#### DATASET RECORDS
-----
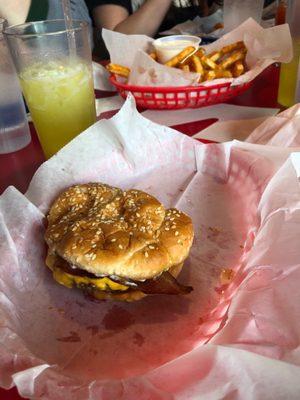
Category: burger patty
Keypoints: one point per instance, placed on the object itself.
(165, 283)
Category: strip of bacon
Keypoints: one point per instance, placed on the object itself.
(163, 284)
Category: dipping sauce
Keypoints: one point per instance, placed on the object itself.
(169, 46)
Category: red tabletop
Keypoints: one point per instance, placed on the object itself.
(18, 168)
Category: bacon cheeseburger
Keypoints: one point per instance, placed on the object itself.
(116, 245)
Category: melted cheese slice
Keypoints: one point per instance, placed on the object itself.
(70, 281)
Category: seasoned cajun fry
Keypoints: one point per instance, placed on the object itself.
(238, 69)
(196, 63)
(185, 67)
(224, 73)
(153, 55)
(210, 75)
(200, 52)
(232, 58)
(174, 61)
(232, 47)
(214, 56)
(219, 25)
(118, 70)
(207, 61)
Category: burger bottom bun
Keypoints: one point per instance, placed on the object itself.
(131, 295)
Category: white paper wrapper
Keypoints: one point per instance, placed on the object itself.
(244, 201)
(101, 78)
(265, 46)
(282, 130)
(199, 26)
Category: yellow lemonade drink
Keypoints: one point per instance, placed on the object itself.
(288, 78)
(60, 98)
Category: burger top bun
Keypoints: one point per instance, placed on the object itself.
(107, 231)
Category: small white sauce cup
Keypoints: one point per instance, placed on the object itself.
(169, 46)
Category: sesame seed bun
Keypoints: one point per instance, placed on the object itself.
(105, 231)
-----
#### EXERCISE TASK
Beginning at the line that holds "Category: burger bottom bun", write out word for word each line through the end of the records.

#### THE REPLY
Category: burger bottom bun
Keypoints: one point per instance, placed on the object itself.
(131, 295)
Category: white paper wrapper
Keypoints: one point per instance, placed on the object itself.
(244, 201)
(101, 78)
(265, 46)
(282, 130)
(199, 26)
Category: yellow lemonade drink
Keypoints: one point per instance, placed on the object itself.
(288, 78)
(60, 98)
Category: burger top bun
Keypoints: one point per instance, placed on the object itself.
(107, 231)
Category: small white sauce cup
Keypoints: one point per instance, placed on the object itself.
(169, 46)
Category: sesame seed bun
Keypoints: one point per instance, placed on the object itself.
(105, 231)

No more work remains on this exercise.